___ Excerpted passage ___

Photo of chef Chris Young.

Chris Young

Rice Cooker Sticky Toffee Pudding

Rice Cooker Sticky Toffee Pudding

rice cooker sticky toffee pudding hero image
Sticky toffee pudding has a sticky origin story. Cumbria claims it through Sharrow Bay, Scotland has its own claim, and there is a Canadian-by-way-of-Lancashire thread running through the whole thing. This version sidesteps the argument with a blender, a rice cooker, and a microwave: dates, baking soda, and boiling water become a smooth dark puree; the rice cooker bakes the cake; and the microwave makes the muscovado toffee in a minute. It is still tender, date-rich, and properly sticky, just with less ceremony and fewer dishes.

Yield

6 to 8 servings

Prep

30 minutes

Cook

about 1 hour

Ingredients

For the date puree
225g pitted dates
4g baking soda
375g boiling water
For the cake
75g granulated sugar
5g salt
4g vanilla extract
100g eggs (about 2 large eggs)
85g cold unsalted butter
110g all-purpose flour
14g baking powder
For the toffee
100g dark muscovado sugar (or 80g dark brown sugar plus 20g molasses)
25g unsalted butter
50g heavy cream
25g whiskey
Flaky salt, as needed

Steps

1
Add dates and baking soda to a blender, pour in boiling water from a tea kettle, and blend from low to high until smooth. Start slow so the hot, sticky mixture does not erupt.
2
Cool the date puree below the melting point of butter, about 100°F.
3
Add sugar, eggs, vanilla, salt, and cold butter, then blend on high until smooth and emulsified.
4
Reduce blender speed to a steady vortex, then pour the flour and baking powder into the center of the vortex to avoid it sticking to the sides of the pitcher, then blend just until combined.
5
Pour batter into a nonstick rice cooker bowl. If the bowl is not nonstick, butter and flour it first.
6
Cook on cake mode until the center is above 185°F, about 1 hour. Use porridge or steam mode if cake mode is unavailable.
7
Cool the cake fully to room temperature, or chill until cold. Slap the side of the bowl firmly to loosen the cake, then invert onto a plate.
8
Microwave dark muscovado sugar, butter, and cream in the empty rice cooker bowl for 1 minute. Stir until the butter melts and the sugar dissolves, then stir in whiskey.

___ Material shown ___

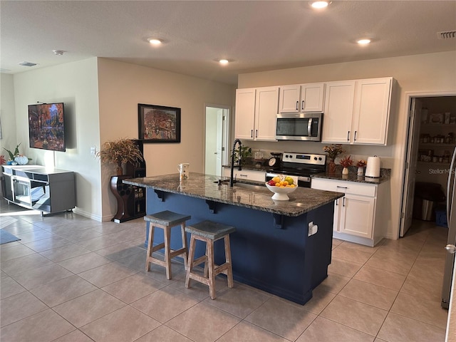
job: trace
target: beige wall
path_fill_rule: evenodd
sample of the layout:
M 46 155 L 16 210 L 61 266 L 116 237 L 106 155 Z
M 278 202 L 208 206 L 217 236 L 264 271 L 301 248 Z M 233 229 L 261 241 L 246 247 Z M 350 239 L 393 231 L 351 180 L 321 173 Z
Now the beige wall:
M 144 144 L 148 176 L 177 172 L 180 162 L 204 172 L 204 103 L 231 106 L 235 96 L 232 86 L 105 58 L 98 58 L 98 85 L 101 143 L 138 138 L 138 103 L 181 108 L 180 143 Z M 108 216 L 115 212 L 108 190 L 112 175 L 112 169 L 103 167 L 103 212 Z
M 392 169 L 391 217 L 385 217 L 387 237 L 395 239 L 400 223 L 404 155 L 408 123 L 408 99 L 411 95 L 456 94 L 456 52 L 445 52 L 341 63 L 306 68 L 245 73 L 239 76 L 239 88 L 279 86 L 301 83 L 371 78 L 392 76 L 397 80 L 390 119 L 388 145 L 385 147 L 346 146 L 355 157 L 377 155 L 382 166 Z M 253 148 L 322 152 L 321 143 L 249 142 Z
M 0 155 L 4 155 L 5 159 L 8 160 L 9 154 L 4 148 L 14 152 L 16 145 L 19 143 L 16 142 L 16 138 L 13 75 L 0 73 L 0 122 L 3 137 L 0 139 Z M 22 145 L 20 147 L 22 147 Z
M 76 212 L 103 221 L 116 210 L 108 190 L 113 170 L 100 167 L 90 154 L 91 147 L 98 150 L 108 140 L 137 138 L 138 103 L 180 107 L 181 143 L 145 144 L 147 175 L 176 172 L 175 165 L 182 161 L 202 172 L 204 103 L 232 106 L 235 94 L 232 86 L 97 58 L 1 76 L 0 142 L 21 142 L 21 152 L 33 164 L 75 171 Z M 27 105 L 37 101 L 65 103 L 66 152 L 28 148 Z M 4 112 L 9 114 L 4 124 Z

___

» What you will do:
a – In the sticky toffee pudding recipe, why are the flour and baking powder poured into the center of the blender vortex? Answer in one to three sentences.
b – Answer these from the sticky toffee pudding recipe:
(i) How many servings does it yield?
(ii) What can replace the 100g of dark muscovado sugar in the toffee?
(iii) What temperature must the center of the cake exceed in the rice cooker?
None of this stored material is needed.

» Answers by task:
a – They go into the center of the vortex so that they do not stick to the sides of the blender pitcher.

b –
(i) 6 to 8 servings.
(ii) 80g dark brown sugar plus 20g molasses.
(iii) 185°F.